-- Start of Supplied records --
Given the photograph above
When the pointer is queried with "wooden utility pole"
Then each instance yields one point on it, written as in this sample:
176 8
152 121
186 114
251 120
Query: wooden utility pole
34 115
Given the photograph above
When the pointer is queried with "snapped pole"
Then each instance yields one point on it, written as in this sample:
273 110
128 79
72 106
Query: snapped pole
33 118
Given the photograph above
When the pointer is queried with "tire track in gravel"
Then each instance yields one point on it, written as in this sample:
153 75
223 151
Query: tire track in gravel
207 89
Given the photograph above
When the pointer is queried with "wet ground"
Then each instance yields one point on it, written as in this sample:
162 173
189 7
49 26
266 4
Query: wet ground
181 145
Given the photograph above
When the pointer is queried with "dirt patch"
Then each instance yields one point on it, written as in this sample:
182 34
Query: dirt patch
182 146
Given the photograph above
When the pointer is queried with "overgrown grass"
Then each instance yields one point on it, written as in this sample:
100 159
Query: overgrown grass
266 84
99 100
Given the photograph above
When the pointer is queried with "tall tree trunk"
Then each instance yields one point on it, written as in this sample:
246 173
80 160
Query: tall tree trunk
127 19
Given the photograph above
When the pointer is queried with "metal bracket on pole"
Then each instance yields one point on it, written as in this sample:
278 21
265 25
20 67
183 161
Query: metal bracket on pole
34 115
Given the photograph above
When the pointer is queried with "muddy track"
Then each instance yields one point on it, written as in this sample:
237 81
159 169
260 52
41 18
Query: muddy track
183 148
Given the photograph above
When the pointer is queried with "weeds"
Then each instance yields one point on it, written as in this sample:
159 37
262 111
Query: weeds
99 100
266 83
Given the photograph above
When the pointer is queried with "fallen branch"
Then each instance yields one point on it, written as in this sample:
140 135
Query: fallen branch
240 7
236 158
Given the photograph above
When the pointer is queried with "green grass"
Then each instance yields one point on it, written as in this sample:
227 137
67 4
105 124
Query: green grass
-- End of Supplied records --
What is being asked ->
Repeat the material word for word, in full.

Finished answer ->
Given the photograph above
When the pointer is queried with "wooden utility pole"
Then each instance yields one point on it, written as in this sample:
176 8
152 121
186 114
251 120
Query: wooden utility pole
34 115
Given the photograph above
When the pointer is queried with "snapped pole"
Then each instance yields one point on it, written as in this sample:
273 110
128 79
72 106
Query: snapped pole
33 118
Given the photograph above
When the pointer is queried with "tire track in gravel"
Then each instance yields one point on it, written as in this sample:
153 75
223 151
Query: tire track in gravel
207 89
Given the photograph above
When the pointer is queried with "wet ground"
Then each instance yields one point on it, written as in this sample:
162 173
189 7
49 26
266 4
Query: wet ground
181 145
Given the photograph above
When the pointer is queried with "dirt patch"
Then each instance yields one point on it, written as in this sample:
182 34
Query: dirt patch
182 146
Given the photograph above
When the pointer is queried with "overgrown grass"
Then each instance yields one point on it, written as in this sample:
100 159
Query: overgrown grass
266 84
99 100
Given the photograph above
When the pointer is queried with "tall tree trunk"
Then each instance yields one point on it, written as in this sample:
246 173
80 160
Query: tall tree trunk
127 19
Given the photograph above
When the pointer is queried with "metal bracket on pole"
Then each instance yields one point on it, written as in this sample:
278 21
265 25
20 67
183 161
Query: metal bracket on pole
34 115
Given the photograph above
When the pointer is queried with "muddy track"
Then each instance yields one point on it, written as in this sample:
237 81
159 169
260 52
41 18
Query: muddy track
183 148
Given the photograph above
When the pointer is queried with "weeds"
Then each instance yields one point on it, written as in this sample:
159 37
262 111
Query: weeds
99 100
266 83
Given the photograph above
When the pointer is queried with "fallen branch"
Then each instance yields one point on it, written as in this sample:
140 135
Query: fallen branch
240 7
236 158
Given the photograph above
When the pointer is queried with "green grass"
Then each instance yields one point on it, written as in this sample:
227 137
67 4
105 124
Query: green grass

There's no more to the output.